§ **Excerpt provided**
—————
Agency backs company's first cancer drug afatinib in lung cancer
Boehringer Ingelheim headquarters

Boehringer Ingelheim last week reached a milestone in its oncology ambitions with the US approval of its personalised lung cancer drug afatinib.

The Food and Drug Administration (FDA) approved the drug, which will be branded as Gilotrif, to treat patients with metastatic non-small cell lung cancer (NSCLC) who have the epidermal growth factor receptor (EGFR) gene mutation.

The green light means Gilotrif is Boehringer's first cancer drug approved for marketing in the US, adding another therapy area to the company's existing strong presence in COPD, anticoagulation, HIV and Parkinson's disease, as well as its relatively recent venture into diabetes through its 2011 partnership with Lilly.

Gilotrif's passage through the FDA regulatory process was a relatively speedy one, with the drug granted priority review in January this year due to the urgent need for new treatments in NSCLC, which account for about 85 per cent of all lung cancers.

Roche and Astellas also received fast-track status in January for their cancer drug Tarceva to cover first-line treatment of NSCLC, receiving approval for this expanded indication in March.
—————
§ **Material provided**
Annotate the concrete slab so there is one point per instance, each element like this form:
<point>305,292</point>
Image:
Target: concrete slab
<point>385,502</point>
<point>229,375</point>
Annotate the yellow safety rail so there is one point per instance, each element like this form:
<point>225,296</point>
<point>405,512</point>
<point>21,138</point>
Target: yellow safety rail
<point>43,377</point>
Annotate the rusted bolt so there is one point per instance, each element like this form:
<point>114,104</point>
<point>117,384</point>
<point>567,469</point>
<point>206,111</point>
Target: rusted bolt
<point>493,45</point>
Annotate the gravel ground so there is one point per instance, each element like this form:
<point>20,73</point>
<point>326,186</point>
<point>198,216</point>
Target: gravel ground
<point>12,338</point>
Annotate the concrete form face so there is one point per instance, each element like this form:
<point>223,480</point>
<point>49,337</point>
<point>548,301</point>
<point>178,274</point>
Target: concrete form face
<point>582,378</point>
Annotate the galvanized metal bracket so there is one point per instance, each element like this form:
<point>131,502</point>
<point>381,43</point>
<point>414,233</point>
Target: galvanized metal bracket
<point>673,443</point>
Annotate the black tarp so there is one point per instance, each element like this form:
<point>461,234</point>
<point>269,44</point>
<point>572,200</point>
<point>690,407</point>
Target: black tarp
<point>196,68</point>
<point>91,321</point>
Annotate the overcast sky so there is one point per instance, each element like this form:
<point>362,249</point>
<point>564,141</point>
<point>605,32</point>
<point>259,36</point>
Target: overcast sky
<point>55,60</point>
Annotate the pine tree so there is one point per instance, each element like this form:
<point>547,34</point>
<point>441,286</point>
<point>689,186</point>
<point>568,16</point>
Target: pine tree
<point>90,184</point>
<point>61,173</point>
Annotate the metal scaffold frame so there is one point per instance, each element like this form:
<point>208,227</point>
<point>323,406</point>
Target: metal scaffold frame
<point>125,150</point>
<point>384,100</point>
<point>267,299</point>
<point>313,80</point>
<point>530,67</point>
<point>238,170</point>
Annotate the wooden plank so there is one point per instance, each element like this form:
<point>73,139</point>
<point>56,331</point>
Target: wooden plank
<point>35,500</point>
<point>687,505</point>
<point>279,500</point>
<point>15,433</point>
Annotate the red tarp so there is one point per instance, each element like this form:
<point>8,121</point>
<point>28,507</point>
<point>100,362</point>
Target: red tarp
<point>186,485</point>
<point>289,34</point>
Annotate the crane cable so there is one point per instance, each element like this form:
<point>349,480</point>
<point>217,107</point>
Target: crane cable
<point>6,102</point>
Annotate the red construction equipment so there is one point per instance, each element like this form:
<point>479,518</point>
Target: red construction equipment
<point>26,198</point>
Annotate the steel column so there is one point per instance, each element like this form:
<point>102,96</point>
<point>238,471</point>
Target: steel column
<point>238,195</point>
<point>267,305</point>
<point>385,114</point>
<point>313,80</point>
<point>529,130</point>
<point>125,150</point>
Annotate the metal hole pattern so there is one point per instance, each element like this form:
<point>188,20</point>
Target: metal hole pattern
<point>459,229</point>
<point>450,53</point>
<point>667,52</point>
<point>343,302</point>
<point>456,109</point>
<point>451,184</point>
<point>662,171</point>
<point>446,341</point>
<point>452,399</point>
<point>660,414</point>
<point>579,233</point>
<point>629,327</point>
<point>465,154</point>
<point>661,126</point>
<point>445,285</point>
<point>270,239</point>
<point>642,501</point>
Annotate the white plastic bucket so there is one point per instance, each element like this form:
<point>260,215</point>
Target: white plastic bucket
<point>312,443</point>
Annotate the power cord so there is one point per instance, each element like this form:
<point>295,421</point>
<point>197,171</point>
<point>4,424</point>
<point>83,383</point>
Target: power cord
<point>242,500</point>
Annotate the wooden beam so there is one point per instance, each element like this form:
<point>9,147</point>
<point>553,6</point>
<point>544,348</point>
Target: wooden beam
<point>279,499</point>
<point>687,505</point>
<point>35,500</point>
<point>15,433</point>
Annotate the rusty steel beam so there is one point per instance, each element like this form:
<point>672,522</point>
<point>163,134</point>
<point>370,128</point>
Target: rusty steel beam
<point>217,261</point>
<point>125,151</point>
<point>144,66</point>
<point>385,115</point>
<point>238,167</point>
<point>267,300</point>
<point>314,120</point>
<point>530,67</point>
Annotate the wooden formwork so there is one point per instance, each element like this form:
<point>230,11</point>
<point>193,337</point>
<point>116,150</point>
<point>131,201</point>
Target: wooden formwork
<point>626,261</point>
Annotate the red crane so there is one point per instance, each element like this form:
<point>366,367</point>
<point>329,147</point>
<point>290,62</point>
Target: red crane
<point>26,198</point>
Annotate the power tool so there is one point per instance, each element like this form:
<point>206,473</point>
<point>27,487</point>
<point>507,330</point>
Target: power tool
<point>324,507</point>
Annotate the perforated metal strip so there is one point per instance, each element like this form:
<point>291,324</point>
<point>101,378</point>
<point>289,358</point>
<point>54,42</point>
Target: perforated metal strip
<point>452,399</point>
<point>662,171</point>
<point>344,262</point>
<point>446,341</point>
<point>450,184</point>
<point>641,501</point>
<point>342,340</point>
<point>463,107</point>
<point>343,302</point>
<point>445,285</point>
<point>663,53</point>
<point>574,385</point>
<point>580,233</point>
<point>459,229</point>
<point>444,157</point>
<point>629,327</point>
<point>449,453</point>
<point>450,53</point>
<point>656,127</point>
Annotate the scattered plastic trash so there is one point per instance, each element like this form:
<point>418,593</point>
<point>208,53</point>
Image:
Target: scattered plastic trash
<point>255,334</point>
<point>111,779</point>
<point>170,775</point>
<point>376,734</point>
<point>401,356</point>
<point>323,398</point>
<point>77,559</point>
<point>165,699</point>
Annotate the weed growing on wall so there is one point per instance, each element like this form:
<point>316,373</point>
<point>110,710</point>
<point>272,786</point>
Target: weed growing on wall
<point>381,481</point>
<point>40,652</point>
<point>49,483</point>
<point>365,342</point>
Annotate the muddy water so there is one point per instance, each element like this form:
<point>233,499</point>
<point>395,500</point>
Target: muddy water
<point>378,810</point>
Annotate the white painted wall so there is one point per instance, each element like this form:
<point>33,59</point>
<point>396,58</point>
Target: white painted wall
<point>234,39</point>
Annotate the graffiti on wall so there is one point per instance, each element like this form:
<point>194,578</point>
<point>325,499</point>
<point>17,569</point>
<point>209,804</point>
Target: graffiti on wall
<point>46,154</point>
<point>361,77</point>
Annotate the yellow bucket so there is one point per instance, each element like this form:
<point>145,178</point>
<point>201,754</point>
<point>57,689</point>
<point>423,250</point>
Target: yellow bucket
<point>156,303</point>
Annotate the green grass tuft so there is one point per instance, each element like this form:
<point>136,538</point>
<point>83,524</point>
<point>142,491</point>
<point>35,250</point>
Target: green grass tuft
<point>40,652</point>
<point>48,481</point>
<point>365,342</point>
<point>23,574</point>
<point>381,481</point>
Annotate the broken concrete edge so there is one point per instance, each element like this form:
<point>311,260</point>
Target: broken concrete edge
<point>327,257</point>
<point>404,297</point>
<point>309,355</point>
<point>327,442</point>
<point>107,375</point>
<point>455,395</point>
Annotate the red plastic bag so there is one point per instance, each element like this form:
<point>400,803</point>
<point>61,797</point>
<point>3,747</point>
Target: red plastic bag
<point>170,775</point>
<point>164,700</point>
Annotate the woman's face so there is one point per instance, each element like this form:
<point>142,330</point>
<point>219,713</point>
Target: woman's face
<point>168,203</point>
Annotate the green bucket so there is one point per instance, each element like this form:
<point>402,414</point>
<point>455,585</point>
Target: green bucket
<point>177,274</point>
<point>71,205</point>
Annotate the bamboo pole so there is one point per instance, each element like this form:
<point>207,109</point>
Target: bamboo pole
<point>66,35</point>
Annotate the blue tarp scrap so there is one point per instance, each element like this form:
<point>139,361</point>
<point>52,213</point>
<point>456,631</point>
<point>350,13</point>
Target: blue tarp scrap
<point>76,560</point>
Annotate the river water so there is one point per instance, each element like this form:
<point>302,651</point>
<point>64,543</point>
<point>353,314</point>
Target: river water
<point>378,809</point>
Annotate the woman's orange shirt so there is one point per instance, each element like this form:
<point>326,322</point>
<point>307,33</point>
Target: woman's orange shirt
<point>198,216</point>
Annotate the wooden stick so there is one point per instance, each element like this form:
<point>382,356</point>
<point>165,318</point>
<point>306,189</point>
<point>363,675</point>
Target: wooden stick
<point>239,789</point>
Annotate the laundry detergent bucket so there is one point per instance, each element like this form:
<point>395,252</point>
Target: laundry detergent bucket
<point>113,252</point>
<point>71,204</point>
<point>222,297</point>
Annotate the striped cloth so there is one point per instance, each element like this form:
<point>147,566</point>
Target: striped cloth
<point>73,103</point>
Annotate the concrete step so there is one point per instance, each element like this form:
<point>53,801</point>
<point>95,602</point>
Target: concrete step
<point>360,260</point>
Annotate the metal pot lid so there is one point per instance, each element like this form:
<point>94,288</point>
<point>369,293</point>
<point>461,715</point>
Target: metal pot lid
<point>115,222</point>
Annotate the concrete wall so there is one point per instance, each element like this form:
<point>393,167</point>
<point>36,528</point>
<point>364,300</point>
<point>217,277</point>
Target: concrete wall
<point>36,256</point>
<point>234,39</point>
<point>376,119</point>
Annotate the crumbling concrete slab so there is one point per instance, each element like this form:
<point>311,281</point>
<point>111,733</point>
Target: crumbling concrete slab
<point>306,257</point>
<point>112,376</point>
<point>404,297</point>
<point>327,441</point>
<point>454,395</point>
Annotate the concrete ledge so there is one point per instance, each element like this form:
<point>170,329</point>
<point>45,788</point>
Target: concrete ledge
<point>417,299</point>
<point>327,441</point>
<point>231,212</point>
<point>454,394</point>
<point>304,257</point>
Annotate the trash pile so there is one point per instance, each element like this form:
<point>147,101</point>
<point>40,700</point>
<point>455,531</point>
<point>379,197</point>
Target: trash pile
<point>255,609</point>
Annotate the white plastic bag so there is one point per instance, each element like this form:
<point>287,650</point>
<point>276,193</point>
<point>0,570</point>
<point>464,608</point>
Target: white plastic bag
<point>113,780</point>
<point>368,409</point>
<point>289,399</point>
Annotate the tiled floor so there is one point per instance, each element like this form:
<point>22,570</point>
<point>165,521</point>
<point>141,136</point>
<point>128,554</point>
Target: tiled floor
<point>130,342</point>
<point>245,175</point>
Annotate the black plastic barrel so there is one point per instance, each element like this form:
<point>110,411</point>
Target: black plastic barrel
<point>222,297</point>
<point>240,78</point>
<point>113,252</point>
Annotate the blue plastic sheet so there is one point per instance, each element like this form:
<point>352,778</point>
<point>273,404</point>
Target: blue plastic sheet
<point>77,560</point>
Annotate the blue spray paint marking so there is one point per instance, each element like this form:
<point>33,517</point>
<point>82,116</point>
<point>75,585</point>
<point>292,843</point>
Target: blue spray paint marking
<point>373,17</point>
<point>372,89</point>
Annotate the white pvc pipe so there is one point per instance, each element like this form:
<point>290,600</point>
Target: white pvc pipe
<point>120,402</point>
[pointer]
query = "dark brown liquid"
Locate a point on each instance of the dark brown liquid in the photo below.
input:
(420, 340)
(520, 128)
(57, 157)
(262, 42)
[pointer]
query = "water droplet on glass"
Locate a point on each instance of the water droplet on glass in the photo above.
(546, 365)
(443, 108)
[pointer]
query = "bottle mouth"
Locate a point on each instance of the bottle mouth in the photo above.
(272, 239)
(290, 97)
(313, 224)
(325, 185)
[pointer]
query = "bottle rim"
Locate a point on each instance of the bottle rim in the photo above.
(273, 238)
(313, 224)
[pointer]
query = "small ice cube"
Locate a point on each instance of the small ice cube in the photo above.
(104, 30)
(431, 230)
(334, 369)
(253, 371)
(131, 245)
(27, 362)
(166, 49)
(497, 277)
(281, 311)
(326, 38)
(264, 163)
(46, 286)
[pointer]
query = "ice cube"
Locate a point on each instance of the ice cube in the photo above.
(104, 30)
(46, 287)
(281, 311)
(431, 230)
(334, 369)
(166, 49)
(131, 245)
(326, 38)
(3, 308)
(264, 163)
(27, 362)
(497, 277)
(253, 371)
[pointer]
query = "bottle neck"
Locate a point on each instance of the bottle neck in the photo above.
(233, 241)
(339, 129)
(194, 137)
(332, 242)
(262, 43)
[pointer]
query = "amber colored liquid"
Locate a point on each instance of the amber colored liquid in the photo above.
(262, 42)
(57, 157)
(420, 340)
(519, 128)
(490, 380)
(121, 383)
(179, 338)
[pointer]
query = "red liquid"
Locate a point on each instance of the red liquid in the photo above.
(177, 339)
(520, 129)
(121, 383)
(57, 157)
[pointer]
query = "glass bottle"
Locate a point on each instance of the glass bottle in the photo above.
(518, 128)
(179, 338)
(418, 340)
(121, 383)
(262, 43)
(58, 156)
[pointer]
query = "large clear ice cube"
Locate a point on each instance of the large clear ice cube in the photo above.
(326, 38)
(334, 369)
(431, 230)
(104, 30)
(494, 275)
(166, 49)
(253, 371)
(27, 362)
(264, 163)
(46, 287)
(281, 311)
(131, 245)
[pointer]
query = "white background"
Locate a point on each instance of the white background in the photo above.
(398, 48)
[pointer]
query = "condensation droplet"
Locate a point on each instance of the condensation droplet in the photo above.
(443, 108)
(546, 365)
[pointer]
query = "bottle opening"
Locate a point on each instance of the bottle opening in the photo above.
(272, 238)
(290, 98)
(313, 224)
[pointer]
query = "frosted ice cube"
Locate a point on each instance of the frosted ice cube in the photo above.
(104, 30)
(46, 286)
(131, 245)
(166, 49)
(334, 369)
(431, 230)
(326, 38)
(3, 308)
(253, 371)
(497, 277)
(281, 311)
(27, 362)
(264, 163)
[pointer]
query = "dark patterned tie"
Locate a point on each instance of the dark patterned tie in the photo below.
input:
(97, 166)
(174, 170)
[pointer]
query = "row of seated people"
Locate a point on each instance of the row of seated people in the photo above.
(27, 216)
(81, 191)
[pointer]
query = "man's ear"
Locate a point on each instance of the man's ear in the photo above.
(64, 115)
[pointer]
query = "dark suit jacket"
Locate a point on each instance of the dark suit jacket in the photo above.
—————
§ **Task statement**
Copy out the full article on the US approval of afatinib, word for word. The rows have nothing to do with the job.

§ **Exercise solution**
Agency backs company's first cancer drug afatinib in lung cancer
Boehringer Ingelheim headquarters

Boehringer Ingelheim last week reached a milestone in its oncology ambitions with the US approval of its personalised lung cancer drug afatinib.

The Food and Drug Administration (FDA) approved the drug, which will be branded as Gilotrif, to treat patients with metastatic non-small cell lung cancer (NSCLC) who have the epidermal growth factor receptor (EGFR) gene mutation.

The green light means Gilotrif is Boehringer's first cancer drug approved for marketing in the US, adding another therapy area to the company's existing strong presence in COPD, anticoagulation, HIV and Parkinson's disease, as well as its relatively recent venture into diabetes through its 2011 partnership with Lilly.

Gilotrif's passage through the FDA regulatory process was a relatively speedy one, with the drug granted priority review in January this year due to the urgent need for new treatments in NSCLC, which account for about 85 per cent of all lung cancers.

Roche and Astellas also received fast-track status in January for their cancer drug Tarceva to cover first-line treatment of NSCLC, receiving approval for this expanded indication in March.